> **DIRECTIVE**: Could you reproduce, word for word, the passage of the parenting article below, starting with "20 questions to" and going on through "who inhabit it."?

> **TEXT**:
========================
In elementary school, kids look up to their parents. But during adolescence? Not so much.
“Teenagers rebel because they want to be different from their parents, plain and simple,” says Sean Grover, licensed psychotherapist and author of “When Kids Call the Shots: How to Seize Control from Your Darling Bully and Enjoy Being a Parent Again.” “As teens struggle to establish their own unique identity, they often reject their parents in the process. This is healthy and necessary for them to develop a strong sense of self.”
The teen years don’t have to be all eye-rolling and slamming doors, though. When parents approach adolescence from a healthy place and listen with an open mind, it is possible to maintain a positive and strong relationship with your teen.
Here are some tips to help facilitate that:
Tip #1: Don’t wait until it’s too late
Start open lines of communication early. If you wait until your child has entered full-on rebellion mode, it’ll be much harder to get things under control.
“Establishing a family culture of mutual respect and keeping communication open from an early age will help with the teen years,” Grover says. “Don’t lean heavily on punishments, as a top-down parenting model will backfire in adolescence big time.”
Grover suggests modeling mindfulness and including your child in decisions that involve the whole family from when they’re young.
Tip #2: Practice what you preach
Modeling the behavior you hope to see in your child speaks louder than any lecture ever could.
“Parents who act as good role models for their children are secretly teaching them how to be a good friend,” says New York City-based psychotherapist Liz Morrison. “This, in turn, can help teens choose healthy, positive friendships where they will get a reciprocated relationship with their peer. Additionally, when parents encourage open communication, it can provide a safe space to talk about peer influence.”
Tip #3: Give your teen some control
Want to connect with your teen? Switch roles.
“A great way to facilitate connection with your child is through teen-led family time, where your teen gets to pick the activity and the parents oblige, which is a change in experience for everyone,” says Lindsey Golomb, a family counselor at Arbit Counseling in Washington, D.C. “Teens want independence, and parents should foster this by giving them control when possible.”
Tip #4: Listen and be open
Of course you have a lot to say, but listening to your child will yield much greater rewards than talking.
“It’s important to listen more than you talk and maintain a healthy curiosity,” Grover says. “Don’t be quick to judge, talk about yourself or share a cautionary tales, as that will come across as not trusting your kid or having confidence in them.”
20 questions to ask teens
So where do you start? If you feel like your teen has drifted from you or you want to start opening lines of communication early on, try asking these 20 questions that will get your teen talking and build your relationship in the process.
Ask them about their friends
It goes without saying that you want to know who your child is hanging out with, but military-style interrogations are a guaranteed way to get your teen to shut down fast. Instead of coming from a place of suspicion, be genuinely curious about your teen’s world and the people who inhabit it.
Some friend questions to ask:
- Why are you friends with so-and-so?
========================
> **MATERIAL PROVIDED**:
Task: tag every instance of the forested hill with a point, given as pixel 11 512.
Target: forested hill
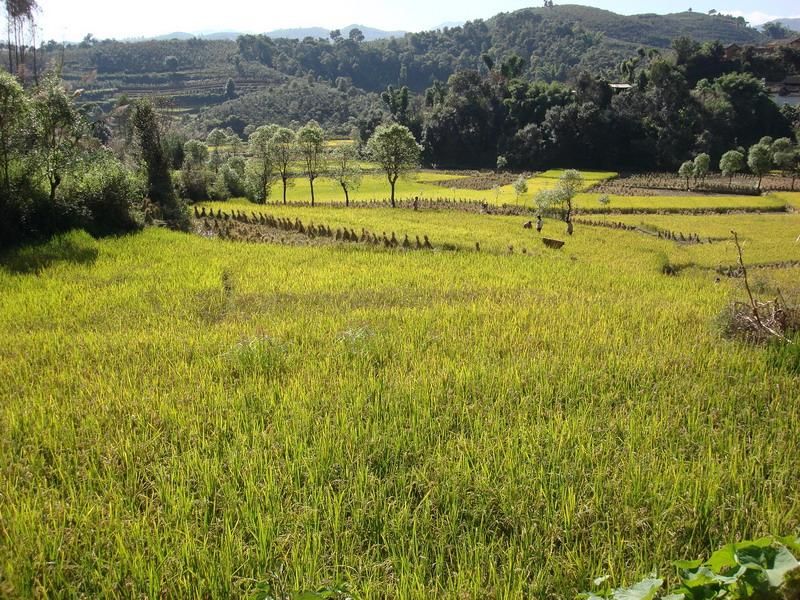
========================
> **RESPONSE TO THIS EXERCISE**:
20 questions to ask teens
So where do you start? If you feel like your teen has drifted from you or you want to start opening lines of communication early on, try asking these 20 questions that will get your teen talking and build your relationship in the process.
Ask them about their friends
It goes without saying that you want to know who your child is hanging out with, but military-style interrogations are a guaranteed way to get your teen to shut down fast. Instead of coming from a place of suspicion, be genuinely curious about your teen’s world and the people who inhabit it.